§ EXTRAIT FOURNI

++++++

GUILLAUME DURAND Il y a beaucoup de sujets. Il y a évidemment le ministère dont vous avez la responsabilité, l’écologie. Il y a la situation politique ; on va démarrer un petit peu par ça. C’est vrai que les sondages de ce matin, notamment le nôtre, sont assez contradictoires d’une radio à l’autre, car certains donnent – ici par exemple avec Radio Classique – la majorité absolue aux socialistes ; d’autres comme chez nos confrères de RTL donnent la majorité aux socialistes et aux Verts. Alors quelle analyse vous tirez de ces sondages ? Est-ce qu’il faut en tirer une d’ailleurs dès ce matin ? Et puis ça change un peu la donne parce que si effectivement c’est une majorité avec les Verts, après l’épisode DUFLOT, on se demande si l’équipage gouvernemental risque de tanguer ou pas. Mais commençons par l’appréciation des sondages : est-ce que vous leur accordez une grande importance ?
 
NICOLE BRICQ Ils sont contradictoires, ce qui ne m’étonne pas parce que c’est très difficile de prédire le sort des législatives. Il y a des centaines de situations locales, il y a aussi le fait que les législatives arrivant à un mois des présidentielles…
 
GUILLAUME DURAND Il y a une certaine forme de désintérêt.
 
NICOLE BRICQ Oui. On le voit bien, la campagne se passe bien, les salles sont pleines, les candidats vont vers les gens, ils sont plutôt bien accueillis. J’étais encore hier soir dans mon département, dans la circonscription actuellement détenue par Jean-François COPE : je vois bien qu’il y a un élan qui vise à terminer la séquence de la présidentielle. Et je crois qu’effectivement, ce qui va compter c’est le nombre de sièges que le Parti socialiste aura in fine et avec quelle majorité solide François HOLLANDE peut faire son programme.

++++++

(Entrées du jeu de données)

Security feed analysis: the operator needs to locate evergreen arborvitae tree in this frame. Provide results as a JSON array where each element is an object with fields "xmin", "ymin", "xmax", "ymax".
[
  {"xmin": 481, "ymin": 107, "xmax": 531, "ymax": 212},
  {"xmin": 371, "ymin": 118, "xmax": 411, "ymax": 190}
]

++++++

§ CONSIGNE
Rédigez la suite de l'entretien radiophonique sur les sondages des législatives, à partir de la fin de la dernière réplique de Nicole Bricq.

§ RÉPONSE PROPOSÉE
GUILLAUME DURAND Je suppose que vous souhaitez comme ministre du gouvernement, comme ça a été répété par Jean-Marc AYRAULT en meeting hier et par François HOLLANDE lui-même, avoir une majorité à vous seuls.
 
NICOLE BRICQ Ce n’est pas ce que je les ai entendus dire. Ils veulent une majorité solide et cohérente. Donc ça veut dire quand on parle de cohérence, qu’on peut ne pas avoir la majorité absolue mais qu’à partir du moment où le Premier ministre aura présenté son programme de gouvernement dans son discours de politique générale, tous ceux qui se reconnaîtront dans cette majorité seront là pour appliquer ce programme.
 
MICHAEL SZAMES Vous avez travaillé avec les Verts au Sénat il n’y a pas si longtemps que ça. Est-ce que c’est difficile de travailler avec eux ?
 
NICOLE BRICQ Non. Je m’entends très bien avec tout le monde et je l’ai vu quand il s’est agi de la loi de finance pour 2012, où la majorité sénatoriale n’est pas si large que ça, donc il faut discuter avec les partenaires de cette majorité, tant avec ceux du Parti communiste qu’avec ceux issus des Verts. On y arrive à partir du moment où on prend le temps de discuter.
 
GUILLAUME DURAND Alors l’épisode DUFLOT est un épisode isolé. Parce qu’évidemment il y a beaucoup de gens qui anticipent, qui disent : « Au fond, si on commence à s’étriper sur le cannabis, qu’est-ce que ça va être quand on va parler des grands sujets, et notamment quand on va parler du nucléaire ou quand on va arriver au sommet de Rio dans quelques jours. »
 
NICOLE BRICQ Pour le nucléaire, la feuille de route est tracée. On va y revenir. Mais pour ce qui concerne les déclarations de tel ou tel, moi je crois que ça illustre la difficulté d’être à la fois chef de parti et ministre. Je pense que cet épisode va se terminer et que tout rentrera dans l’ordre. Et cela étant, moi j’ai l’expérience. J’étais parlementaire lorsque Lionel JOSPIN était Premier ministre et nous avions une majorité plurielle. Il y avait des moments où c’était…
 
GUILLAUME DURAND Ça tanguait.
 
NICOLE BRICQ C’était difficile mais on y arrivait toujours. Et je pense que Jean-Marc AYRAULT a vraiment – il était là, il était déjà le président du groupe et il a beaucoup oeuvré pour que cette majorité tienne le coup. Elle a tenu le coup et là, je pense qu’elle tiendra le coup.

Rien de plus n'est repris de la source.